■ Your instructions ■
Continue the article on AJR's song "Adventure Is Out There" from the point where it ends.

■ Provided text ■
━━━━━━━━━━━━━━━━━━━━━━━━━━━━━━

Song by AJR

from the album OK Orchestra
- Released: March 26, 2021
- Recorded: 2018, 2021
- Genre: Folk-pop
- Length: 3:31
- Label: AJR Productions; S-Curve;
- Songwriters: Jack Met; Ryan Met;
- Producer: Ryan Met

Audio
- "Adventure Is Out There" on YouTube

= Adventure Is Out There =

2021 song by AJR

"Adventure Is Out There" is a song by American pop band AJR. It appears as the sixth track on the trio's fourth studio album, OK Orchestra. Originally being written for Neotheater, it was officially released on March 26, 2021. It uses an uptempo folk-pop instrumental while describing jealousy of an object's metaphorical freedom.

==Background==
While AJR wrote their third studio album, the band created "Socks", finishing the song on July 24, 2018. It was intended to be included on Neotheater, but was scrapped from the album. During the late development of OK Orchestra, the band wanted to add a "free-flowing" track to the then-12-song tracklist. AJR decided to finish "Socks", re-writing the track's chorus with the new title "Adventure Is Out There" and making band member Ryan Met the song's lead vocalist.

━━━━━━━━━━━━━━━━━━━━━━━━━━━━━━

■ Given information ■
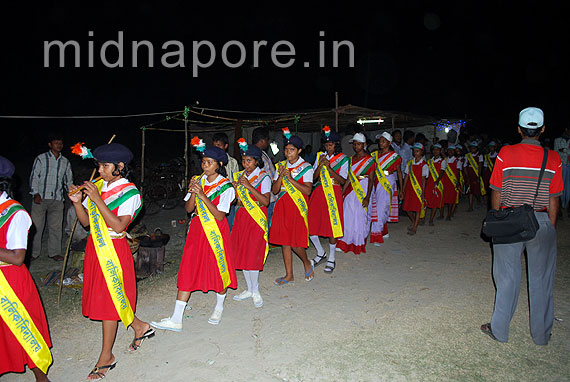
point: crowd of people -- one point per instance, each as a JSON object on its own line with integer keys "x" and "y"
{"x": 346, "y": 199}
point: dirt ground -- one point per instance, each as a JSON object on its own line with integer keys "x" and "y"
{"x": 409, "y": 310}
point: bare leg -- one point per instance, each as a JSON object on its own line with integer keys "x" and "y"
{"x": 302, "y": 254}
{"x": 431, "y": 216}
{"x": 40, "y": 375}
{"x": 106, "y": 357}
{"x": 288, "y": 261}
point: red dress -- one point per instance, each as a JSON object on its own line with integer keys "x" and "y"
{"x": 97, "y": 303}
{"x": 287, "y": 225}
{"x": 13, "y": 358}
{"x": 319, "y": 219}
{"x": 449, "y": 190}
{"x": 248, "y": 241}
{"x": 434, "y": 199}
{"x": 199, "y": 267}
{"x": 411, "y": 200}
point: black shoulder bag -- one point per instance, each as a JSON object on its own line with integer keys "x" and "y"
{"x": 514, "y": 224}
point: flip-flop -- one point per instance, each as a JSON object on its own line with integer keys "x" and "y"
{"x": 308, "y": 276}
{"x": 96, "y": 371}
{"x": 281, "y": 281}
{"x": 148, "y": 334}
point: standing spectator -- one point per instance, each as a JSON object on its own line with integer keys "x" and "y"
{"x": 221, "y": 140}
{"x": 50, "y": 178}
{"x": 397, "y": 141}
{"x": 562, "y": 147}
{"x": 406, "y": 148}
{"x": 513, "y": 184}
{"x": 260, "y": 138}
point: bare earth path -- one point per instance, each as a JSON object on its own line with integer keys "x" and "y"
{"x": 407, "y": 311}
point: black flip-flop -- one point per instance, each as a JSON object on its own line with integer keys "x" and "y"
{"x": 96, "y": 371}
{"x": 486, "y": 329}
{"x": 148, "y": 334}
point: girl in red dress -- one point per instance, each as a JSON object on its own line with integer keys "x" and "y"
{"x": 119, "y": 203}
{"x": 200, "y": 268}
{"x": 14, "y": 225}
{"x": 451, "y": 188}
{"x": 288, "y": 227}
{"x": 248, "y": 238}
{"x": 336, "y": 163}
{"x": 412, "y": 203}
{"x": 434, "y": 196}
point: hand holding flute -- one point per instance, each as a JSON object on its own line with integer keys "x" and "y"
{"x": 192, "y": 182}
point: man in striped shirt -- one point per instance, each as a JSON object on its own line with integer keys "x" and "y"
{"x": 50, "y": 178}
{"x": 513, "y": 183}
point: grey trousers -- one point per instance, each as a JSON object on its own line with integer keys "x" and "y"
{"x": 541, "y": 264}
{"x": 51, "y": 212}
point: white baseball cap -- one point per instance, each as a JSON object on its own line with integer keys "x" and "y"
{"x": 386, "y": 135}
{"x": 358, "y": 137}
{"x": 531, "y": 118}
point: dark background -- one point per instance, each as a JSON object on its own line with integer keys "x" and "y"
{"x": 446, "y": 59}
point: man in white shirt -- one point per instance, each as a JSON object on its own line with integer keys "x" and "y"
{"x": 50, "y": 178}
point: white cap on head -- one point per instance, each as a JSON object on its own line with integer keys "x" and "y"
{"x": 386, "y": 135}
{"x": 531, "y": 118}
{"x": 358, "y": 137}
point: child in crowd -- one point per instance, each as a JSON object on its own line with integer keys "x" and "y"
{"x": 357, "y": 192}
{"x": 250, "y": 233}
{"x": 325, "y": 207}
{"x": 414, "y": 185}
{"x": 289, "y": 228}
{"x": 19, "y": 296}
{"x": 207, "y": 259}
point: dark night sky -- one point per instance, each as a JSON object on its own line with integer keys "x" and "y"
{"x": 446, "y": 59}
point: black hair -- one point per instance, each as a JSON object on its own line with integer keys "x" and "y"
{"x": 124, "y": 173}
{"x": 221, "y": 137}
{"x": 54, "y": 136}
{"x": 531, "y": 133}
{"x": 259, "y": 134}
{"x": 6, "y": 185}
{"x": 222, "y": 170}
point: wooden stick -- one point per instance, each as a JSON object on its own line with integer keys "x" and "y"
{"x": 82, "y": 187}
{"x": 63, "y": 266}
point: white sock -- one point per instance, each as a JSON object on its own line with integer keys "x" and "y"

━━━━━━━━━━━━━━━━━━━━━━━━━━━━━━

■ Answer to this problem ■
==Composition and lyrics==
"Adventure Is Out There" is an upbeat folk-pop song, primarily featuring a Southern-style guitar over the band's signature pop sound. The Globe described this composition as being driven by a "shuffling drum beat", while Iowa State Daily compared it to the band's debut studio album, Living Room (2015). The track lyrically uses losing socks behind as a metaphor for freedom, seeking an optimistic break in routine with inspiration from the album's central theme of holding onto childhood. "Adventure Is Out There" had various inspirations, with the chorus instrumentation taking from First Aid Kit, the verses interpolating a melody pattern from Perry Como's "Seattle", and the song's slide guitar taking from Patches' "Mary Todd".

==Personnel==
Credits adapted from Tidal.

- Adam Met – bass guitar, instruments, vocals
- Jack Met – instruments, vocals
- Ryan Met – lead vocals, instruments, production, programming
- Chris Gehringer – mastering
- Joe Zook – mixing
- Andrew Sobelsohn – slide guitar
- Alba Avoricani – additional vocals
- Ruth Kornblatt-Stier – cello
- Danny Ferenbach – violin
- Emelia Suljic – violin
- Chris Berry – drums

==Charts==

Weekly chart performance for "Adventure Is Out There"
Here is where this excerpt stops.